Return the passage of the dark factory text that runs from "How Dark Factories" up to and including "forgot to specify.", copied word for word.

Selected extract:
%%

Skills that matter at Level 5

Exhaustive edge-case thinking before anything exists · Precise ambiguity-free language · Eval design (outcome testing, not implementation testing) · System architecture at the constraint level · Knowing what to prohibit, not just what to permit · Comfort with not reading the implementation · Trust calibrated to the eval, not to the code

Skills that become irrelevant at Level 5

Syntax · Debugging implementation details · Code review · Refactoring · Library familiarity · IDE proficiency · Reading other people's code · Writing tests during development

05 · What Goes Wrong

How Dark Factories Break

The failure modes are not the ones you'd expect.

Risk · Spec

Underspecified Behaviour

The factory builds exactly what you described. If your spec is 90% complete, the factory confidently fills in the last 10% the wrong way, and the eval doesn't catch it because you didn't write a test for what you forgot to specify.

Risk · Eval

Weak Eval Suite

A factory with a weak eval is worse than no factory. It ships confident, wrong software at speed. The eval is the factory's only quality signal. If it's incomplete, everything downstream is suspect, and you won't know it.

Warning · Architecture

Missing Decision Log

The factory has no memory between runs. Without a persistent record of decisions already made, it will revisit and reverse them. Each run may subtly undo the architecture of the last. The output compiles, the evals pass, but the codebase drifts.

%%

Data to examine:
%%

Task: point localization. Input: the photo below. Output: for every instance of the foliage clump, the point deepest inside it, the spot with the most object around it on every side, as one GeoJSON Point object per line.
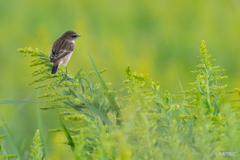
{"type": "Point", "coordinates": [150, 124]}
{"type": "Point", "coordinates": [37, 153]}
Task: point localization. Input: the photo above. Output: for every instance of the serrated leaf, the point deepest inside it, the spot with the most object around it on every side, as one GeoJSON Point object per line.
{"type": "Point", "coordinates": [92, 107]}
{"type": "Point", "coordinates": [110, 98]}
{"type": "Point", "coordinates": [65, 92]}
{"type": "Point", "coordinates": [66, 133]}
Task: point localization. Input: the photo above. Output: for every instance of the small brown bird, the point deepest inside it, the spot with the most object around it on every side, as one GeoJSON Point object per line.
{"type": "Point", "coordinates": [62, 50]}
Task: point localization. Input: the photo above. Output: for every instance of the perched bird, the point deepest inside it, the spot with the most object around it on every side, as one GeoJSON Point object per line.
{"type": "Point", "coordinates": [62, 50]}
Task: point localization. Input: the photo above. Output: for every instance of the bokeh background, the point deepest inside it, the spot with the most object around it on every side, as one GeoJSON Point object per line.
{"type": "Point", "coordinates": [159, 37]}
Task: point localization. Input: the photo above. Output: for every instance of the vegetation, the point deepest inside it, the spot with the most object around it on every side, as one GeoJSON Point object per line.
{"type": "Point", "coordinates": [146, 123]}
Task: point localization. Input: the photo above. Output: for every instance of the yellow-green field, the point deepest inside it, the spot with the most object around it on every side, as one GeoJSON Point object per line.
{"type": "Point", "coordinates": [159, 39]}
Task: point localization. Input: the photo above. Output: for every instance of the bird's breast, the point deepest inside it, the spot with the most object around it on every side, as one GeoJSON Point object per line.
{"type": "Point", "coordinates": [65, 59]}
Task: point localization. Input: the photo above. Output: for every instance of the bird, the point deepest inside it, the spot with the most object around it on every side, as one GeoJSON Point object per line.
{"type": "Point", "coordinates": [62, 50]}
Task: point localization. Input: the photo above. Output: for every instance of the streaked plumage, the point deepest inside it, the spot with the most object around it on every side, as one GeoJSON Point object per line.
{"type": "Point", "coordinates": [62, 50]}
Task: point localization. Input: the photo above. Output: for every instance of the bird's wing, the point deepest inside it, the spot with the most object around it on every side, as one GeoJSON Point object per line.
{"type": "Point", "coordinates": [60, 49]}
{"type": "Point", "coordinates": [63, 54]}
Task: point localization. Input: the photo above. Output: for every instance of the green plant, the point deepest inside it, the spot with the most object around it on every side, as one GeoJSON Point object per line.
{"type": "Point", "coordinates": [151, 124]}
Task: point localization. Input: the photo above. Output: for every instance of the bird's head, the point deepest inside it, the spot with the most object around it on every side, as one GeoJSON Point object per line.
{"type": "Point", "coordinates": [70, 35]}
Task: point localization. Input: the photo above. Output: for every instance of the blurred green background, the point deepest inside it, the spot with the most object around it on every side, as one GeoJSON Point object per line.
{"type": "Point", "coordinates": [160, 38]}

%%

Answer:
How Dark Factories Break

The failure modes are not the ones you'd expect.

Risk · Spec

Underspecified Behaviour

The factory builds exactly what you described. If your spec is 90% complete, the factory confidently fills in the last 10% the wrong way, and the eval doesn't catch it because you didn't write a test for what you forgot to specify.